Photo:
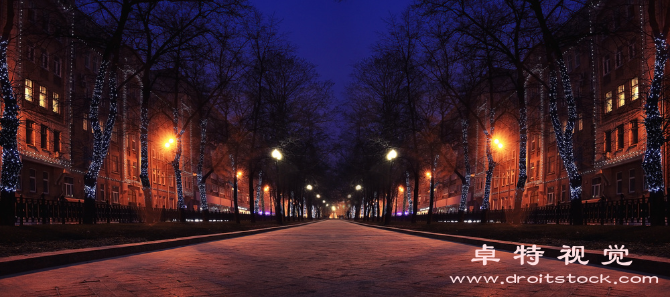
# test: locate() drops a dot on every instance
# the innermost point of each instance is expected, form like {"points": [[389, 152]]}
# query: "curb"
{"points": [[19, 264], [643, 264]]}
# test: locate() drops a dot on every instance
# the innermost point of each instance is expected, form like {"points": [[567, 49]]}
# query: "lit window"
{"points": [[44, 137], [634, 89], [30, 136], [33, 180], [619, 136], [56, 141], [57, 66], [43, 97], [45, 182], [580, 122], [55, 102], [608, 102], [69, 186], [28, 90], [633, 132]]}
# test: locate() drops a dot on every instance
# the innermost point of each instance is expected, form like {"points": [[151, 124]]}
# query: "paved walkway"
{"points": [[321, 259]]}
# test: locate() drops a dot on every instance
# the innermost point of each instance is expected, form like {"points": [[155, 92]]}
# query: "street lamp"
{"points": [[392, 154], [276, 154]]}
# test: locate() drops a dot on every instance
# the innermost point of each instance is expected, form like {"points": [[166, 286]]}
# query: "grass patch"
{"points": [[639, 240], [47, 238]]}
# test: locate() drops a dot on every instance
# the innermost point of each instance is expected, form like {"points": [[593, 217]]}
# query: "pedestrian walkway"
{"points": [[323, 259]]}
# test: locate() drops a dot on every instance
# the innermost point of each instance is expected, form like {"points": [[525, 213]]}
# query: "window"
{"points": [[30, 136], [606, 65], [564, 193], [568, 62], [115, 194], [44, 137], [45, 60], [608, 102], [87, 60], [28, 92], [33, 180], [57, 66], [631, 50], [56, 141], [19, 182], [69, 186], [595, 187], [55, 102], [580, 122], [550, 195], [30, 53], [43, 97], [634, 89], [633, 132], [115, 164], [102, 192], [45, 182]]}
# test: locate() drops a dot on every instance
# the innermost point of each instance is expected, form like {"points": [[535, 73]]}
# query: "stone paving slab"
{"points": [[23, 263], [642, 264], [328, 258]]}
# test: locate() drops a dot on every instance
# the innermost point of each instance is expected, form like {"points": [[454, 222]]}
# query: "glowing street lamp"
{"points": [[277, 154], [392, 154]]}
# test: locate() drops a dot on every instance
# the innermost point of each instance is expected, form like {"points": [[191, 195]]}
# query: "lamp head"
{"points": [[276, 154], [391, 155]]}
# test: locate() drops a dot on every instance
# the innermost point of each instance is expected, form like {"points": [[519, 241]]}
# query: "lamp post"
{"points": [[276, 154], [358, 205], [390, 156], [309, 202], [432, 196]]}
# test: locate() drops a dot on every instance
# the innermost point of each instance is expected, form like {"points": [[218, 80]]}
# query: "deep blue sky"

========

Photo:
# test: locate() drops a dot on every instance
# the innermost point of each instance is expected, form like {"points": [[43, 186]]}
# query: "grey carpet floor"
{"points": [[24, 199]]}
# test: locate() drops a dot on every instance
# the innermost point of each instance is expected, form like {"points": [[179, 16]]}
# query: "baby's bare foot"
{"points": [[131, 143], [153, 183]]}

========

*Task instructions*
Count the lines in the rows above that contain the string "lamp". Reply with the number alone.

*Full output*
4